SUPPLIED MATERIAL:
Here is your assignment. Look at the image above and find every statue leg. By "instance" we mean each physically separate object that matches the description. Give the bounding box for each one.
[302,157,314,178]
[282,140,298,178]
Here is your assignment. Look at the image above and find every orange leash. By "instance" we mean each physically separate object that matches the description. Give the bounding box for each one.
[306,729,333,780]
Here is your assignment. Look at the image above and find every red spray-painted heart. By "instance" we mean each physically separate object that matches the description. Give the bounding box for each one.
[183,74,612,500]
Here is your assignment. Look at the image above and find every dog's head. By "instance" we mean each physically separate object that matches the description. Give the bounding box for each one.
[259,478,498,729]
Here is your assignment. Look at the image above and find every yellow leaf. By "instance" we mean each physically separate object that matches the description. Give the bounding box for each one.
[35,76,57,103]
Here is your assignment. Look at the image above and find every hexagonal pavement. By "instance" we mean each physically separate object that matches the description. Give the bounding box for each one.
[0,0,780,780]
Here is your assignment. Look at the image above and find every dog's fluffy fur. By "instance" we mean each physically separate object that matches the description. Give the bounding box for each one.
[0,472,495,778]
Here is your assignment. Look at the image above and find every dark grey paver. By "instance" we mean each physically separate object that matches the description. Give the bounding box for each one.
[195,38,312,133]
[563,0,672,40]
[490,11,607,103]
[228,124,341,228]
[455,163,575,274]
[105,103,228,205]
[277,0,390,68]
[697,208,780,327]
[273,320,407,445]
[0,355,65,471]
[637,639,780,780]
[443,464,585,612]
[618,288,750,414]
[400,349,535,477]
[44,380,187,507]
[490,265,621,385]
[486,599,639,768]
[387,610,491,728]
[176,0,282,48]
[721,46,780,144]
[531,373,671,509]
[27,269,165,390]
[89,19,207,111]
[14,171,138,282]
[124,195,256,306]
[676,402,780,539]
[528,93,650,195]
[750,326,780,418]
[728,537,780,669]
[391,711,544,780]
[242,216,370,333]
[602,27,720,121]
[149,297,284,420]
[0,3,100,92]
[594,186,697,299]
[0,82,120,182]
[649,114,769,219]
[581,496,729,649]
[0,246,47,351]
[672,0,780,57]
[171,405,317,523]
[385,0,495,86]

PROBLEM REQUIREMENTS: Copy all of the entries above, putting "task" wherever "assignment" appears and leaving everything else unchanged.

ANSWER IN FULL:
Here is your task. Look at the image above and find every statue leg. By "instance" we mean each physically separate object that matches the description. Give the bounding box for each one.
[302,157,314,178]
[282,140,298,178]
Here is your task. Look at the image above and find every orange leash. By "instance" we mean each physically separate object that matches the description. Give the bounding box for each one.
[306,729,333,780]
Here is your task. Look at the image above and find every red spray-painted heart. By "instance" we mean each physically separate object that matches the description. Give the bounding box for each one.
[183,74,612,500]
Here is your task. Look at the image above and find every dog's head. By "instance" we mean each physically separate object that matches the description. Give the bounding box for each one.
[259,478,498,729]
Here is your task. Look at the image above and find every yellow leaf. By "instance" we mean each physically separate object that matches the description. Give the bounding box for each one.
[35,76,57,103]
Here is your task. Look at the image above and find every hexagonal pavement. By "instance" we mean each physically separate object that matches the description. Give the bounding box for each one.
[0,0,780,780]
Here is your task. Look at the image above and find every dog's fluffy fur. By "instance" we mean each physically separate object that matches the description. Give the bounding box for each one.
[0,472,495,778]
Here is your task. Look at the image above and find every dark grey paver. By "instance" we mean each physically separate object that matches the description. Give the bounding box for each one.
[195,38,312,133]
[563,0,672,40]
[490,11,607,103]
[228,124,341,228]
[455,163,575,274]
[105,103,228,205]
[277,0,390,68]
[697,208,780,327]
[273,320,407,445]
[0,355,65,471]
[637,639,780,780]
[443,464,585,612]
[618,288,750,414]
[400,349,535,477]
[44,380,187,507]
[490,265,621,385]
[486,599,639,768]
[387,610,491,728]
[176,0,282,48]
[721,46,780,144]
[531,373,671,509]
[27,269,165,390]
[89,19,207,111]
[14,171,138,282]
[124,195,256,306]
[676,402,780,539]
[528,93,650,195]
[750,326,780,418]
[728,537,780,669]
[391,711,544,780]
[242,216,370,333]
[602,27,720,121]
[149,297,284,420]
[0,3,100,92]
[594,186,697,299]
[0,82,120,182]
[649,114,769,219]
[581,496,729,649]
[0,246,47,351]
[672,0,780,57]
[171,405,317,523]
[385,0,495,86]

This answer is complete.